* **Passage shown**
(begin)

Better weather, hiring of temporary government workers and a growing economy
may bring the biggest job increases since March 2006, said David Greenlaw,
chief fixed-income economist at Morgan Stanley in New York. The rise would be
the second since President Barack Obama took office in January 2009.
February payrolls dropped by 36,000, the Labor Department reported last week,
depressed in part by East Coast snowstorms that closed many businesses.
Excluding the effects of the weather and the hiring of government workers to
conduct the 2010 Census, payrolls would have climbed by about 100,000,
Greenlaw said today in a Bloomberg Radio interview.
“If you get a plus 100,000 number again in March, then you’d be
talking about a headline reading of a little bit better than 300,000 when you
factor in the weather bounce-back and the census effect,” he said.

(end)

* **Problems**
(A) Repeat the jobs passage starting with "Better weather, hiring" and going on through "Bloomberg Radio interview.".
(B) According to the jobs passage, what partly caused February payrolls to fall by 36,000? Answer in one to three sentences.
You won't need the entries that follow the passage.

* **Given entries**
(begin)

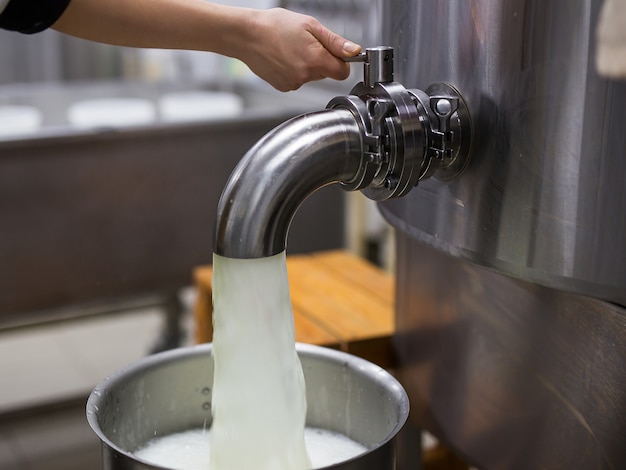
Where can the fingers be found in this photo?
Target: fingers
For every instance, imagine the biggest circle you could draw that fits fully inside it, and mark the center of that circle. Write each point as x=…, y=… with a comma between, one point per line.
x=334, y=43
x=337, y=48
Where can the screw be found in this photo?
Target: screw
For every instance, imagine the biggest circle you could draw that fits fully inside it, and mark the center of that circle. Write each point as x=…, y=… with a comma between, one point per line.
x=443, y=107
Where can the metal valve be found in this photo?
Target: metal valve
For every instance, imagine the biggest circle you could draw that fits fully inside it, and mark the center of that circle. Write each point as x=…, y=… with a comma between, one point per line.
x=409, y=134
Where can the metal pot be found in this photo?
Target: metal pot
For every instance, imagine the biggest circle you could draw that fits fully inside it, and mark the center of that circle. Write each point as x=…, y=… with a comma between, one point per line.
x=171, y=392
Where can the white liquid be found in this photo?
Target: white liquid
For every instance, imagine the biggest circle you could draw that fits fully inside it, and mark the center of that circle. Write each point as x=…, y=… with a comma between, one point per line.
x=259, y=402
x=190, y=450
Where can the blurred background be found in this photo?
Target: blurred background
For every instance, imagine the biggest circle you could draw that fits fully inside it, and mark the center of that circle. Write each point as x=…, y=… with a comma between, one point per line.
x=109, y=180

(end)

* **Answers to the problems**
(A)
Better weather, hiring of temporary government workers and a growing economy
may bring the biggest job increases since March 2006, said David Greenlaw,
chief fixed-income economist at Morgan Stanley in New York. The rise would be
the second since President Barack Obama took office in January 2009.
February payrolls dropped by 36,000, the Labor Department reported last week,
depressed in part by East Coast snowstorms that closed many businesses.
Excluding the effects of the weather and the hiring of government workers to
conduct the 2010 Census, payrolls would have climbed by about 100,000,
Greenlaw said today in a Bloomberg Radio interview.

(B) February payrolls were depressed in part by East Coast snowstorms. The storms closed many businesses.